Express everything from the line containing "Task: put a point on every instance of the black buggy" down to the end of the rows below as a Markdown table with the columns n and Line, where n numbers each line and blank lines are left out.

■ ■ ■

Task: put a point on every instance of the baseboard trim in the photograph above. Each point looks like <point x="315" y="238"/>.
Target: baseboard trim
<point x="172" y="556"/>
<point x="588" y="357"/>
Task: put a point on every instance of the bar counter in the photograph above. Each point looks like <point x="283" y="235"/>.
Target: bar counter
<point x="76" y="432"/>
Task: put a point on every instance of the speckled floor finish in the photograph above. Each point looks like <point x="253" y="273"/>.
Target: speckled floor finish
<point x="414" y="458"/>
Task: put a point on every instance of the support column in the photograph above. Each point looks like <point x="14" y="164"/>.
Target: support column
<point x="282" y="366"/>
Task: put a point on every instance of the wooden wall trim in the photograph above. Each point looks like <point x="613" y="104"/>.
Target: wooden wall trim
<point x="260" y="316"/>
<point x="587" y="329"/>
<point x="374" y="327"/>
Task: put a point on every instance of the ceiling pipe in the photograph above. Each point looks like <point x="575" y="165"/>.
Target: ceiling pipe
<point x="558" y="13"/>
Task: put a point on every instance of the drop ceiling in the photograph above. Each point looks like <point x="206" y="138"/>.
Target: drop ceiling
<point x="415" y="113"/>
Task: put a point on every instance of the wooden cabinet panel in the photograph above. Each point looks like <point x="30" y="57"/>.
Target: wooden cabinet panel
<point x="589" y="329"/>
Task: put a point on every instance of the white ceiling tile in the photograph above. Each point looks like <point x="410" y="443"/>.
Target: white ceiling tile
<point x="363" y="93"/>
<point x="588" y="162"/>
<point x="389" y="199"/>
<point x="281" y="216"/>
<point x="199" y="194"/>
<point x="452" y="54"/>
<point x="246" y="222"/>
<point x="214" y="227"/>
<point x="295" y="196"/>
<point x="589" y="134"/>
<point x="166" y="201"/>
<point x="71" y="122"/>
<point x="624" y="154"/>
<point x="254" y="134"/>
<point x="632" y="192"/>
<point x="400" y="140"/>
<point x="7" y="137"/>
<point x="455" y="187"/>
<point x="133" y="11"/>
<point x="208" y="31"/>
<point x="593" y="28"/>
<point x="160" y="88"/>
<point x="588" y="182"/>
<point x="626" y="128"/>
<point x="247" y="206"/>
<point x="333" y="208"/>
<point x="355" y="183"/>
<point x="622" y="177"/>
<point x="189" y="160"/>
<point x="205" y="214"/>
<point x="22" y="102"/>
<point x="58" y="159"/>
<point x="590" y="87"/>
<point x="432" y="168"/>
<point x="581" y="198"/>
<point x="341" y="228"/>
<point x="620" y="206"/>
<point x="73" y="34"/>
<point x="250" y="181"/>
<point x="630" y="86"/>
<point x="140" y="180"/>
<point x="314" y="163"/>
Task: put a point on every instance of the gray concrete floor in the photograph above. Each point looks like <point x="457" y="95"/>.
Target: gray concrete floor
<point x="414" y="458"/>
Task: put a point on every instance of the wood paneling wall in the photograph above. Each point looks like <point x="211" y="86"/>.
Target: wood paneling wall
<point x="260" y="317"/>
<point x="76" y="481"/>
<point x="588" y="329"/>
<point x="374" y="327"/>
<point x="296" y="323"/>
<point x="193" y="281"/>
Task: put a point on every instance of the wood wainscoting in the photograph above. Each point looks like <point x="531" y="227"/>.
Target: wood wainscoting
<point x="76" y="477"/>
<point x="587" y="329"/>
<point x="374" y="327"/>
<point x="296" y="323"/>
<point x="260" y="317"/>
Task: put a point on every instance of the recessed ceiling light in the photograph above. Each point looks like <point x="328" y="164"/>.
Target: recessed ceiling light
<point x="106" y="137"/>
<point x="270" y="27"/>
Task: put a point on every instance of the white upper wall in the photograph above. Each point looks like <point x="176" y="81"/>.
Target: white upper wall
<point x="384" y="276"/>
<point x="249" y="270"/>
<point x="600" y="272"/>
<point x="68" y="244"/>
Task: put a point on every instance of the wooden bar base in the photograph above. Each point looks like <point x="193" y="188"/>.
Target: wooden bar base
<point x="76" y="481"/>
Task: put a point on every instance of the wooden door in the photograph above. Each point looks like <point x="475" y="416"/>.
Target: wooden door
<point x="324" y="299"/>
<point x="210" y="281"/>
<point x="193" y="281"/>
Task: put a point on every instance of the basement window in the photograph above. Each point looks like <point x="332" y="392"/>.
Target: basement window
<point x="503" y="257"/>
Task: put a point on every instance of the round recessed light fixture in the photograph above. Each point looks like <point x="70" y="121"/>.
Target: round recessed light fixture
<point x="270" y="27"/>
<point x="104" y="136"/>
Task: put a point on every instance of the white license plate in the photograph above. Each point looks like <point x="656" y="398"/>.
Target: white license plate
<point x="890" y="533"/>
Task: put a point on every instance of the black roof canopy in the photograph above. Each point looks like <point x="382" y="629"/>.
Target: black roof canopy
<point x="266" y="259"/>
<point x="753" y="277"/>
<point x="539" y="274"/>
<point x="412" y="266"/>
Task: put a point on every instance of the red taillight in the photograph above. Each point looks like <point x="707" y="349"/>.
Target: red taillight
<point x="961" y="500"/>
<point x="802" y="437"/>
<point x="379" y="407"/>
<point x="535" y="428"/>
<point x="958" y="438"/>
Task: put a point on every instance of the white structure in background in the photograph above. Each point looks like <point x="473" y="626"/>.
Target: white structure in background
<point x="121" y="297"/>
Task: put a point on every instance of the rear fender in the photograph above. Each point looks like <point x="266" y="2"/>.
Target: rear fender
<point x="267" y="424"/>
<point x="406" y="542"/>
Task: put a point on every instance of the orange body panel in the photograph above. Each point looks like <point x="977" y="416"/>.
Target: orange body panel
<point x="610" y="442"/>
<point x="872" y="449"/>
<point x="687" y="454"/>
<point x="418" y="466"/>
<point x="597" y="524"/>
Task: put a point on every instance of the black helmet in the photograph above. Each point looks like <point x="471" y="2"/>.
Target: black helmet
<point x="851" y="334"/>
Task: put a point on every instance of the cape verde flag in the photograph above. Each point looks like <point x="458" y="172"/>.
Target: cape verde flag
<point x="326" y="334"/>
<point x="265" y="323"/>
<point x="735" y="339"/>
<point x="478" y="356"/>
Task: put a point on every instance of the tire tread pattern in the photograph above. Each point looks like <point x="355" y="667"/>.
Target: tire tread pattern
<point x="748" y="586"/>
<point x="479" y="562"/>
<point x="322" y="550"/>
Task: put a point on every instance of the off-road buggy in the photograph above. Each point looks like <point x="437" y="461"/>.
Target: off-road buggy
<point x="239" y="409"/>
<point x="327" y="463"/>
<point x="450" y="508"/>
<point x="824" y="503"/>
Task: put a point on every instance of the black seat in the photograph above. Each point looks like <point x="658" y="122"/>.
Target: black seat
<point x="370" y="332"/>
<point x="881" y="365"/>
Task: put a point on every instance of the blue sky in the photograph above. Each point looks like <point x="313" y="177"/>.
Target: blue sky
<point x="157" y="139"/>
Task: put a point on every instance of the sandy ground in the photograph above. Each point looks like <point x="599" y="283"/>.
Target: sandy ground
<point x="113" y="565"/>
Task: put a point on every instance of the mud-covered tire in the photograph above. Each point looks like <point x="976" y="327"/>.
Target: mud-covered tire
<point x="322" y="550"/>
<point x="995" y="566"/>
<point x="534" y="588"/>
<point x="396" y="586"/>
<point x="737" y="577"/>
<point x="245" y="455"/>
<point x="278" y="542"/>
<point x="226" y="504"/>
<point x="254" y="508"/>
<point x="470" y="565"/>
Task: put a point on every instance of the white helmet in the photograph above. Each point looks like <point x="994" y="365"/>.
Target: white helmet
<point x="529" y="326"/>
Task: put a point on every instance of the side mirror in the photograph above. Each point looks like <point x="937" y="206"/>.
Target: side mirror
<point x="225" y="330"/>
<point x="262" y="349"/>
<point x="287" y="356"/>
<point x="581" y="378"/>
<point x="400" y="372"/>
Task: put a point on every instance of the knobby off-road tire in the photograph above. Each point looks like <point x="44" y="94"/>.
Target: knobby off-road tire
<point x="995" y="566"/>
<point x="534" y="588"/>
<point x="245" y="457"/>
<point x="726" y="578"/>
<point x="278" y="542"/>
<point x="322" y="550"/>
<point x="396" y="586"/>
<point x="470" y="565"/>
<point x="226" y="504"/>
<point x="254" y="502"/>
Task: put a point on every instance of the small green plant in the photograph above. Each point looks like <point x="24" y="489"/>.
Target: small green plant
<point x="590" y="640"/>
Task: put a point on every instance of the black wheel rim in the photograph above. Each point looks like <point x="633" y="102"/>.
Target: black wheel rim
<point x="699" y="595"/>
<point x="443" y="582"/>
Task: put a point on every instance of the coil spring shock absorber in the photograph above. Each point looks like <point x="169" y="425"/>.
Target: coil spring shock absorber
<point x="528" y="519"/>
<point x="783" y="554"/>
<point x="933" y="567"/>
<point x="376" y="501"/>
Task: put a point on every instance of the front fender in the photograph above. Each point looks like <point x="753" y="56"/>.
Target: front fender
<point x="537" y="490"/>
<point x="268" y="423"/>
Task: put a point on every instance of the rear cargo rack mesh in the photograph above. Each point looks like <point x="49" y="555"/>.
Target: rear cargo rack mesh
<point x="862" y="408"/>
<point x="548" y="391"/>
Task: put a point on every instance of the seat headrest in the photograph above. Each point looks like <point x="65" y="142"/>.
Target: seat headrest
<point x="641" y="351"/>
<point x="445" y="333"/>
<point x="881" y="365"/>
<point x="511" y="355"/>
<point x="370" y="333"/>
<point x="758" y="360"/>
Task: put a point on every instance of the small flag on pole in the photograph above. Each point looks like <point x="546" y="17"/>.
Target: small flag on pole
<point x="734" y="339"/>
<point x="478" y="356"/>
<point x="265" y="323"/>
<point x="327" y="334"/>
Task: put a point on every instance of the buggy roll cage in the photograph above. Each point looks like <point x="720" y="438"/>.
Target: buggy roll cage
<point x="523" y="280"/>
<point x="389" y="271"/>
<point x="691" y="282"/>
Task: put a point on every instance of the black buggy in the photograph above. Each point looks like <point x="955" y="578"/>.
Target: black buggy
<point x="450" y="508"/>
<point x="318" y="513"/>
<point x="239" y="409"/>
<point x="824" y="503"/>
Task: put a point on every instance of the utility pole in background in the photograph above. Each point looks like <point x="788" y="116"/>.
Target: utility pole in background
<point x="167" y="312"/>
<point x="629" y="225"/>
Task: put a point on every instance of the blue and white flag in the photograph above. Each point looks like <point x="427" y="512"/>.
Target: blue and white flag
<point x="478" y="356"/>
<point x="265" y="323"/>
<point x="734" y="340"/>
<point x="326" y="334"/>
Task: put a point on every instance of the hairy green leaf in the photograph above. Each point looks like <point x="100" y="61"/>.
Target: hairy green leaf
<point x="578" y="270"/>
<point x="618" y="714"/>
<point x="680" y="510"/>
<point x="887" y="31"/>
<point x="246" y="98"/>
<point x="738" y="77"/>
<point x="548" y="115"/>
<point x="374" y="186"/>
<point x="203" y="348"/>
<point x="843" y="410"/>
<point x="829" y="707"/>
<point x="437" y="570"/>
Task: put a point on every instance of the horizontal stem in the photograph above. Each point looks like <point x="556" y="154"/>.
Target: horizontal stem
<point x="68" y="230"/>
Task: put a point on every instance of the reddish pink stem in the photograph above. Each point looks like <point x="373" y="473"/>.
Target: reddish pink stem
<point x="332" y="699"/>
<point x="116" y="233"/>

■ ■ ■

→ **Full response**
| n | Line |
|---|---|
| 1 | Task: put a point on every instance of the black buggy in the photograph above. Each point looks like <point x="955" y="578"/>. |
| 2 | Target: black buggy |
| 3 | <point x="450" y="508"/> |
| 4 | <point x="318" y="513"/> |
| 5 | <point x="239" y="409"/> |
| 6 | <point x="824" y="503"/> |
| 7 | Task: put a point on every instance of the utility pole in background in the photograph above. Each point looks like <point x="788" y="116"/>. |
| 8 | Target: utility pole in background |
| 9 | <point x="167" y="312"/> |
| 10 | <point x="629" y="225"/> |
| 11 | Task: put a point on every instance of the blue and white flag in the photograph above. Each point looks like <point x="427" y="512"/>. |
| 12 | Target: blue and white flag |
| 13 | <point x="478" y="356"/> |
| 14 | <point x="265" y="323"/> |
| 15 | <point x="734" y="340"/> |
| 16 | <point x="326" y="334"/> |
| 17 | Task: put a point on every instance of the hairy green leaf in the photograph above. Each point looks like <point x="100" y="61"/>. |
| 18 | Target: hairy green leaf |
| 19 | <point x="578" y="270"/> |
| 20 | <point x="618" y="714"/> |
| 21 | <point x="680" y="510"/> |
| 22 | <point x="887" y="31"/> |
| 23 | <point x="246" y="98"/> |
| 24 | <point x="738" y="77"/> |
| 25 | <point x="548" y="115"/> |
| 26 | <point x="374" y="186"/> |
| 27 | <point x="203" y="348"/> |
| 28 | <point x="843" y="410"/> |
| 29 | <point x="829" y="707"/> |
| 30 | <point x="437" y="570"/> |
| 31 | Task: put a point on every instance of the horizontal stem in the photograph above. Each point looks like <point x="556" y="154"/>. |
| 32 | Target: horizontal stem |
| 33 | <point x="68" y="230"/> |
| 34 | Task: put a point on every instance of the reddish pink stem in the photograph above. Each point looks like <point x="373" y="473"/>. |
| 35 | Target: reddish pink stem |
| 36 | <point x="332" y="699"/> |
| 37 | <point x="116" y="233"/> |